Brief: Each entry is to be transcribed exactly, with nothing added or dropped.

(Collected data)

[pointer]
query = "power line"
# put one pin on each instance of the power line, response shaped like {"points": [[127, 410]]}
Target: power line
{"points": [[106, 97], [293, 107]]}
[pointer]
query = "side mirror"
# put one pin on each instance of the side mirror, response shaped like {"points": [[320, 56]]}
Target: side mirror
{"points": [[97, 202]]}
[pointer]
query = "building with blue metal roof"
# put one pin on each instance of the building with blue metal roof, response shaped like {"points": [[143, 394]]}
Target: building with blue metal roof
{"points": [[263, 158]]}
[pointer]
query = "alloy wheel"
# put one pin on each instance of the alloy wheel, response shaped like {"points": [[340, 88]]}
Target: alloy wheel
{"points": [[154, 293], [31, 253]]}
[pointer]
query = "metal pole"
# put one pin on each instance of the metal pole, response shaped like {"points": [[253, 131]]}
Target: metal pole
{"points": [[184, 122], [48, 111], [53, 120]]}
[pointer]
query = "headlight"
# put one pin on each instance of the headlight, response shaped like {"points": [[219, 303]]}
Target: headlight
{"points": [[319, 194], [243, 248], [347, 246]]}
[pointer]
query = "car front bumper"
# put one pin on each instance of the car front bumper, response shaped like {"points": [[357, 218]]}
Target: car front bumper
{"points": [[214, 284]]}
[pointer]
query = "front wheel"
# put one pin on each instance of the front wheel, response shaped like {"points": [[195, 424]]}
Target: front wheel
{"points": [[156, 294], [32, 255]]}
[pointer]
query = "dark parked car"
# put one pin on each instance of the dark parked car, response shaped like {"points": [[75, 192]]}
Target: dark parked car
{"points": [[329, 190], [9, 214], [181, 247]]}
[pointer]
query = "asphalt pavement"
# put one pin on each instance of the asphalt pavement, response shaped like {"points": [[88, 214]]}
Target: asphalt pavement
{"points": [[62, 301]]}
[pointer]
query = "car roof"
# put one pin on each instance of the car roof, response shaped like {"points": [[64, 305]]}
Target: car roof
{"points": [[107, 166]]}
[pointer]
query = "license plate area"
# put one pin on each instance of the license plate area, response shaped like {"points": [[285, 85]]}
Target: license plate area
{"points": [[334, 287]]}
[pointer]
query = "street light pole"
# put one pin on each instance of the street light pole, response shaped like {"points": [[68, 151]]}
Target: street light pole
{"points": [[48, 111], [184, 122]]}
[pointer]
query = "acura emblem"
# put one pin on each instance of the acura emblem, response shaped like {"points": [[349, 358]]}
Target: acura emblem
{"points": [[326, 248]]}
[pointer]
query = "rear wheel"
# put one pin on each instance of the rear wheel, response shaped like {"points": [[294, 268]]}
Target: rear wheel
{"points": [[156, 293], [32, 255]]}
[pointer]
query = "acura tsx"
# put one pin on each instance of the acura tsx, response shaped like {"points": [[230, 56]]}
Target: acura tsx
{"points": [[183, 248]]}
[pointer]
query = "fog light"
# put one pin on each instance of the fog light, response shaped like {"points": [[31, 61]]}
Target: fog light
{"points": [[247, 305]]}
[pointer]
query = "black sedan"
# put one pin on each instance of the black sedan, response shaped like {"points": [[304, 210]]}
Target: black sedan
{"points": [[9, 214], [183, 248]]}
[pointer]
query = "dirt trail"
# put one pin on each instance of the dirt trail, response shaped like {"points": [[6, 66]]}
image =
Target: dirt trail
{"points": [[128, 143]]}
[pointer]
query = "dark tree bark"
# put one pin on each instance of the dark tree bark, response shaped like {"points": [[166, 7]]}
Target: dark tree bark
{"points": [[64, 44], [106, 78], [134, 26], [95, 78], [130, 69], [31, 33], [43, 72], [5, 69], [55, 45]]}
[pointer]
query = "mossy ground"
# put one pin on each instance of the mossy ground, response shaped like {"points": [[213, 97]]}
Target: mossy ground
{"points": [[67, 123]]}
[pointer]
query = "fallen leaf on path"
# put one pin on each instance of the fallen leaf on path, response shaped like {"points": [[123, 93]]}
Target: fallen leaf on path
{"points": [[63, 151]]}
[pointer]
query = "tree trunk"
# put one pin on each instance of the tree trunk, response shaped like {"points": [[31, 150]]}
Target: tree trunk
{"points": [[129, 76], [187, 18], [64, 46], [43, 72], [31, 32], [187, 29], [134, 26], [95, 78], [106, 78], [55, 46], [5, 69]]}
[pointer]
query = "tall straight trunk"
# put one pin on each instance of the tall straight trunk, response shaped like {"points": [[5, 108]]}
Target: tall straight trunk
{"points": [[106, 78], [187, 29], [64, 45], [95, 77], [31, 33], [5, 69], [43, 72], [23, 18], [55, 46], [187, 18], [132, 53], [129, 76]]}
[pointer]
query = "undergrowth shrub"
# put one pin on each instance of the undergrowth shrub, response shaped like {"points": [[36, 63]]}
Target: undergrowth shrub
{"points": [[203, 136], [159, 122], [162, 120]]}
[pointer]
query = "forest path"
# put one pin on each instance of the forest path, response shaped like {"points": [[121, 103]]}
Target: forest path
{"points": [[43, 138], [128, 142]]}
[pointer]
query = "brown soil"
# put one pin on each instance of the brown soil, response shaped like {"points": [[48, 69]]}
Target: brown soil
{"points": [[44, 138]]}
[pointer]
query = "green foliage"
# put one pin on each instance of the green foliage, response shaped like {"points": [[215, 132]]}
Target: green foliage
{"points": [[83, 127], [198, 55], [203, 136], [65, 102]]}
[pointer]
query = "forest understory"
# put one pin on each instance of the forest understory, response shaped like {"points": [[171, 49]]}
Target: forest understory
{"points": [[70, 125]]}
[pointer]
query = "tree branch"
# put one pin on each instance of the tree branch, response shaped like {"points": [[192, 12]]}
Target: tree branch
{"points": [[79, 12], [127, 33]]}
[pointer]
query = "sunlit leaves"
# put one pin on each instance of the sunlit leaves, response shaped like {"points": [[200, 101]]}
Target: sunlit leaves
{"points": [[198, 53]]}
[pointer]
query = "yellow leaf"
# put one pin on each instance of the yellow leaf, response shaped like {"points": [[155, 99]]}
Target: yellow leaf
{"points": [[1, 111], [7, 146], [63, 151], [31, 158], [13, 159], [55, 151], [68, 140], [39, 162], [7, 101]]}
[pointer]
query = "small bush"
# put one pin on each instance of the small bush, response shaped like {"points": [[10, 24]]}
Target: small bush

Result:
[pointer]
query = "power line"
# put one pin on each instance of the power line, response shaped like {"points": [[127, 410]]}
Target: power line
{"points": [[106, 97], [293, 107]]}
[pointer]
query = "side mirror"
# put one pin on each instance of the side mirror, response shaped like {"points": [[320, 56]]}
Target: side mirror
{"points": [[97, 202]]}
[pointer]
query = "building with blue metal roof"
# put one pin on each instance of the building with blue metal roof, response shaped like {"points": [[143, 394]]}
Target: building with blue metal roof
{"points": [[263, 158]]}
[pointer]
query = "alloy wheel"
# put one pin on each instance of the alloy wheel, response shaped like {"points": [[340, 88]]}
Target: alloy wheel
{"points": [[154, 293], [31, 253]]}
[pointer]
query = "metal pole"
# put one pin on each instance of the metal pole, response shaped like {"points": [[253, 131]]}
Target: metal pole
{"points": [[184, 122], [48, 111], [53, 120]]}
[pointer]
query = "headlight"
# put one pin on each instance of the headlight, response shaped like {"points": [[219, 303]]}
Target: headlight
{"points": [[319, 194], [243, 248], [347, 246]]}
[pointer]
query = "car front bumper"
# put one pin on each instance of the car front bumper, response shaped like {"points": [[357, 218]]}
Target: car front bumper
{"points": [[214, 284]]}
[pointer]
query = "front wheel"
# put one pin on each instance of the front wheel, response shaped like {"points": [[195, 424]]}
Target: front wheel
{"points": [[156, 294], [32, 255]]}
[pointer]
query = "dark parked car"
# put one pin on each instance of the dark parked car, response shaped like {"points": [[75, 192]]}
Target: dark parked car
{"points": [[329, 190], [9, 214], [181, 247]]}
[pointer]
query = "asphalt pavement"
# put one pin on each instance of the asphalt pavement, response shaped like {"points": [[88, 214]]}
Target: asphalt pavement
{"points": [[62, 301]]}
[pointer]
query = "car roof"
# put one pin on each instance of the car roof, response shaped like {"points": [[64, 305]]}
Target: car roof
{"points": [[107, 166]]}
[pointer]
query = "license plate area"
# put one pin on each instance of the license plate area, response shaped like {"points": [[285, 85]]}
Target: license plate area
{"points": [[334, 287]]}
[pointer]
query = "street light pole"
# put one pin on each instance of the street light pole, response shaped like {"points": [[68, 151]]}
Target: street light pole
{"points": [[48, 111], [184, 122]]}
[pointer]
query = "acura emblem"
# put one pin on each instance of the acura emblem, response shaped like {"points": [[349, 358]]}
Target: acura emblem
{"points": [[326, 248]]}
[pointer]
query = "rear wheel"
# put one pin on each instance of the rear wheel, response shaped like {"points": [[294, 268]]}
Target: rear wheel
{"points": [[156, 293], [32, 255]]}
[pointer]
query = "acura tsx"
# put one pin on each instance of the acura tsx, response shaped like {"points": [[230, 56]]}
Target: acura tsx
{"points": [[183, 248]]}
[pointer]
query = "fog light"
# put one pin on each instance of the fog light, response shaped like {"points": [[31, 61]]}
Target: fog light
{"points": [[247, 305]]}
[pointer]
query = "black sedan"
# put one pin on each instance of the black sedan, response shaped like {"points": [[304, 210]]}
Target: black sedan
{"points": [[9, 214], [183, 248]]}
[pointer]
query = "dirt trail"
# put one pin on each instance of the dirt trail, response shaped like {"points": [[6, 66]]}
image =
Target: dirt trail
{"points": [[128, 143]]}
[pointer]
query = "dark tree bark"
# put one pin on each instance of the dark tree bark, response shaped like {"points": [[166, 7]]}
Target: dark tree bark
{"points": [[64, 44], [106, 78], [134, 26], [95, 78], [130, 69], [31, 33], [43, 72], [5, 69], [55, 45]]}
[pointer]
query = "mossy ground"
# put one pin on each instance of the mossy ground, response shaped like {"points": [[213, 97]]}
Target: mossy ground
{"points": [[67, 123]]}
[pointer]
query = "fallen leaf on path"
# put one pin on each instance of the fallen leaf on path, response shaped like {"points": [[123, 93]]}
Target: fallen leaf on path
{"points": [[63, 151]]}
[pointer]
query = "tree trunk"
# put one pin on each instance of the tree trunk, response shaped like {"points": [[31, 150]]}
Target: tree trunk
{"points": [[129, 76], [187, 18], [64, 46], [43, 72], [31, 32], [187, 29], [134, 26], [95, 78], [106, 78], [55, 46], [5, 69]]}
[pointer]
query = "tall straight trunk"
# put one pin on each instance of the tall straight trunk, response shaped like {"points": [[5, 108]]}
Target: tall straight trunk
{"points": [[106, 78], [187, 29], [64, 45], [95, 77], [31, 33], [5, 69], [43, 72], [23, 18], [55, 46], [187, 18], [132, 53], [129, 76]]}
[pointer]
query = "undergrowth shrub"
# put one pin on each instance of the undergrowth shrub, response shaped like {"points": [[36, 63]]}
Target: undergrowth shrub
{"points": [[203, 136], [159, 122], [162, 120]]}
[pointer]
query = "forest path"
# put one pin on each instance of the forest path, response shaped like {"points": [[121, 103]]}
Target: forest path
{"points": [[43, 138], [128, 142]]}
[pointer]
query = "brown soil"
# put one pin on each instance of the brown soil, response shaped like {"points": [[48, 69]]}
Target: brown soil
{"points": [[44, 138]]}
[pointer]
query = "green foliage"
# put one pin on each instance of the green foliage, response shaped like {"points": [[215, 132]]}
Target: green foliage
{"points": [[83, 127], [198, 55], [203, 136], [65, 102]]}
[pointer]
query = "forest understory"
# put one pin on each instance of the forest understory, response shaped like {"points": [[171, 49]]}
Target: forest understory
{"points": [[70, 125]]}
[pointer]
query = "tree branch"
# put one pin on each instance of the tree branch, response shaped like {"points": [[192, 12]]}
Target: tree branch
{"points": [[79, 12], [127, 33]]}
[pointer]
query = "sunlit leaves"
# put one pin on each instance of the sunlit leaves, response shaped like {"points": [[200, 101]]}
Target: sunlit leaves
{"points": [[198, 53]]}
[pointer]
query = "yellow leaf"
# put one pin on each instance of the yellow leaf, response shaped like {"points": [[155, 99]]}
Target: yellow leaf
{"points": [[1, 111], [7, 146], [63, 151], [31, 158], [13, 159], [55, 151], [68, 140], [39, 162], [7, 101]]}
[pointer]
query = "small bush"
# put one pin on each instance of the small bush, response shaped like {"points": [[10, 24]]}
Target: small bush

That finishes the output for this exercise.